▶ _TASKS TO COMPLETE_
A. In the data cleaning text below, turn the paragraph beginning "The quotes will be obtained" into a short bulleted list that keeps its main facts.
B. Answer these questions from the data cleaning text below, one line each:
(i) How many quotes make up the input?
(ii) What two things does the text name as the output?
(iii) What two changes does the "Cleaning the data" section say will be made to the text?

▶ _ARTICLE_
____
# Data Cleaning

Main Goal: Analyze motivational quotes and generate new ones.
Section Goal: Get motivational quotes, process and saving them.

We will start with the following steps:

1. Getting the data
2. Cleaning the data
3. Organizing the data

The input: 300 Quotes from https://www.oberlo.com/blog/motivational-quotes
The output: Corpus (a collection of text) and Document-term-matrix.


# Getting the data

The quotes will be obtained from the url specified before, if we navigate in the inspector we observe that each quote is between "li> </li"
Then as we have some format issues we erase unnecesary characters.

In [1]:
import requests
from bs4 import BeautifulSoup
import pickle

def url_to_transcript(url):
    page = requests.get(url).text
    soup = BeautifulSoup(page, "lxml")
    text = [p.text for p in soup.find(class_="single-post-content lg:px-10").find_all('ol')]
    quotes = []
    result = []
    for item in text:
        quotes.append(item.split('\n'))
    for group in quotes:
        for quote in group:
            if quote!='':
                end = quote.find('.')
                if end>0:
                    result.append(quote[1:end])
    return result

With the cell bellow we create the array with all the quotes

In [2]:
url = 'https://www.oberlo.com/blog/motivational-quotes'

quotes = url_to_transcript(url)

We create a folder with all the quotes, one quote per file in it.

In [3]:
for i in quotes:
     with open("quotes/quote" + str(quotes.index(i)) + ".txt", "wb") as file:
         pickle.dump(i, file)

In [4]:
# Load pickled files
data = []
for i in quotes:
    with open("quotes/quote" + str(quotes.index(i)) + ".txt", "rb") as file:
        data.append(pickle.load(file))

You can check if the file contains what you expect

In [5]:
for quote in data:
    print("-",quote)

- All our dreams can come true, if we have the courage to pursue them
- The secret of getting ahead is getting started
- I’ve missed more than 9,000 shots in my career
- Don’t limit yourself
- The best time to plant a tree was 20 years ago
- Only the paranoid survive
- It’s hard to beat a person who never gives up
- I wake up every morning and think to myself, ‘how far can I push this company in the next 24 hours
- If people are doubting how far you can go, go so far that you can’t hear them anymore
- “We need to accept that we won’t always make the right decisions, that we’ll screw up royally sometimes – understanding that failure is not the opposite of success, it’s part of success
- Write it
- You’ve gotta dance like there’s nobody watching, love like you’ll never be hurt, sing like there’s nobody listening, and live like it’s heaven on earth
- Fairy tales are more than true: not because they tell us that dragons exist, but because they tell us that dragons can be beaten
- Everythin

# Cleaning the data

Now its time to put the text in lowercase and erase punctuation

In [6]:
import re
import string

def clean_text(text):
    text = text.lower()
____
▶ _Entries taken from a collection_
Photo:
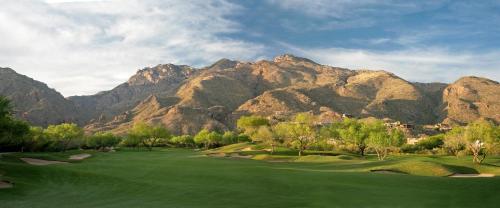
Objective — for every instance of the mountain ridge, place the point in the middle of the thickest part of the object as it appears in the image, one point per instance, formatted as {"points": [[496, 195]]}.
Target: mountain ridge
{"points": [[186, 99]]}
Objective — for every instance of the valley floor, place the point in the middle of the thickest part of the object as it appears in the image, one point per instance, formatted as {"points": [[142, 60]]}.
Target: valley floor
____
▶ _WORKED SOLUTIONS_
A.
- The quotes come from the URL given earlier.
- Inspecting the page shows that each quote sits between "li> </li".
- Unnecessary characters are removed to fix formatting issues.

B.
(i) 300 quotes.
(ii) A corpus (a collection of text) and a document-term matrix.
(iii) Putting the text in lowercase and erasing punctuation.